__Fragmento de origen__:
________________

Miquel Giménez-Vozpópuli

  • El ejercicio intelectual más difícil consiste en atravesar la cuerda floja de la vida sin precipitarse en el vacío de la banalidad

En el circo de la vida el noble arte que ejecuta el funámbulo siempre me ha parecido mucho más misterioso, valiente y audaz que el de sus colegas domadores de fieras. Para empezar, este ha adiestrado a esos felinos de aspecto aburrido y flanqueados por legiones de moscas perreras; no olvidemos que algunos desaprensivos les suministran drogas para tenerlos casi al borde del sueño; en fin, el domador se provee de látigos, sillas, palos e incluso, antaño, de un revólver de seis balas, por si las dudas. Se enfrenta, pues, a cosas materiales, concretas, maleables, manipulables y, por tanto, sin la épica que pretenden hacernos creer. Y conste que sería incapaz de meterme en la jaula siquiera con un gato de peluche.

El funámbulo que atraviesa ese mínimo espacio de cuerda tendida de punta a punta de la carpa es, en cambio, otra cosa. Sin red, por descontado, que aquí debe imperar el juego limpio. Excuso decirles la admiración que esos héroes me producen cuando el fino cable de acero está situado entre dos rascacielos. El funámbulo mira con superioridad justificada a la masa que se arremolina en la calle, más por el deseo inconfesado de ver su cerebro esparcido por el asfalto que por contemplar su hazaña. Ignoran que tiene que enfrentarse a un enemigo mucho más peligroso que media docena de fieras con dentaduras afiladas, porque el funámbulo se enfrenta a algo mucho peor: se enfrenta al vacío, a la nada, al abismo, a una caída que solo tiene un posible final, el del beso glacial de la muerte como despedida de este mundo. Porque de una jaula de fieras se puede llegar a salir, pero de una caída de más de trecientos metros, no.

He ahí el mérito del funambulista intelectual, afrontar el riesgo de la nada paso a paso, avanzando por el delgadísimo hilo del razonamiento solo con sus pies hechos a base de experiencia y una maroma construida a base de quemarse las cejas en los libros, paso a paso, sin mirar jamás ni hacia atrás ni hacia abajo. La mirada concentrada solo en el punto de destino. Nada más. Convertirse en autista espiritual, en un ser impermeable a las salpicaduras de quienes ansían ver su Descensus avernii para refocilarse en la muerte de quien osó desafiar al viento ululante de la envida, la incompetencia y la ignorancia.

________________

Datos extraídos de una colección:
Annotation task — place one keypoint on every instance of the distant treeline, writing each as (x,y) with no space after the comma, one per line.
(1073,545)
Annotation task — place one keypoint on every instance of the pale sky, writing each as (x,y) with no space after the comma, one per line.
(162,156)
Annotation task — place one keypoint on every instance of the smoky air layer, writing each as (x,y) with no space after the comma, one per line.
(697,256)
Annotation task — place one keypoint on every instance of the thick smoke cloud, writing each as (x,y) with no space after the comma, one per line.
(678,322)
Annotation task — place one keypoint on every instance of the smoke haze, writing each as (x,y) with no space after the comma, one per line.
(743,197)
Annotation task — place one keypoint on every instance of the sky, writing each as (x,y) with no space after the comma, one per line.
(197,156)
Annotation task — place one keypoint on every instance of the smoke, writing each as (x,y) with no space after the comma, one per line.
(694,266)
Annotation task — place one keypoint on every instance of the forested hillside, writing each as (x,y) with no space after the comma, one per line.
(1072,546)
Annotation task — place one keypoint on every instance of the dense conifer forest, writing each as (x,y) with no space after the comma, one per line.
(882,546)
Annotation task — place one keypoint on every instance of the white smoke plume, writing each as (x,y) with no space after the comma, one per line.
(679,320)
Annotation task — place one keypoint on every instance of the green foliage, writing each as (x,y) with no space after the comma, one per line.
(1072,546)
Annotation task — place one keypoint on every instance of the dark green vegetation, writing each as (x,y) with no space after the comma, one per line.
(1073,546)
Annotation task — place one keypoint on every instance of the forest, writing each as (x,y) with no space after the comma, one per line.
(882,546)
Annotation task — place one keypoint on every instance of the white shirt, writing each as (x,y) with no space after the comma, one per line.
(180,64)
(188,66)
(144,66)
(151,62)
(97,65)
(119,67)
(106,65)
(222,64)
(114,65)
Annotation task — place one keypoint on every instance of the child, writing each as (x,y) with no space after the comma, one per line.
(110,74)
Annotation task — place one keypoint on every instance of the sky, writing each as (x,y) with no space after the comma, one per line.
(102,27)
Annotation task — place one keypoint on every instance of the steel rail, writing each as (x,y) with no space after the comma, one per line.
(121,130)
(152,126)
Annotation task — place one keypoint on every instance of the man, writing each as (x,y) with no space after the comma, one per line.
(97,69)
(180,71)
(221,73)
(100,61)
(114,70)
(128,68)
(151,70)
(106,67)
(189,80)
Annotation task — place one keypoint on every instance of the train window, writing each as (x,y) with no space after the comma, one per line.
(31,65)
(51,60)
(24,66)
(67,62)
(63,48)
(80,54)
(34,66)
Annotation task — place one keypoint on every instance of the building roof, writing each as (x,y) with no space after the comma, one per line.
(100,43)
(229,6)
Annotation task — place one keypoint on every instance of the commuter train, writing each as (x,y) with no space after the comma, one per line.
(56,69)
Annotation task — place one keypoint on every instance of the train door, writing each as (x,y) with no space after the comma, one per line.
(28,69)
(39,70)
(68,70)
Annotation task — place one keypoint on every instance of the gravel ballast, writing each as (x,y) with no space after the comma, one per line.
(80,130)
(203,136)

________________

__Tarea pendiente__:
En el fragmento de origen, ¿de qué se provee el domador de fieras?

__Resultado__:
De látigos, sillas, palos e incluso, antaño, de un revólver de seis balas.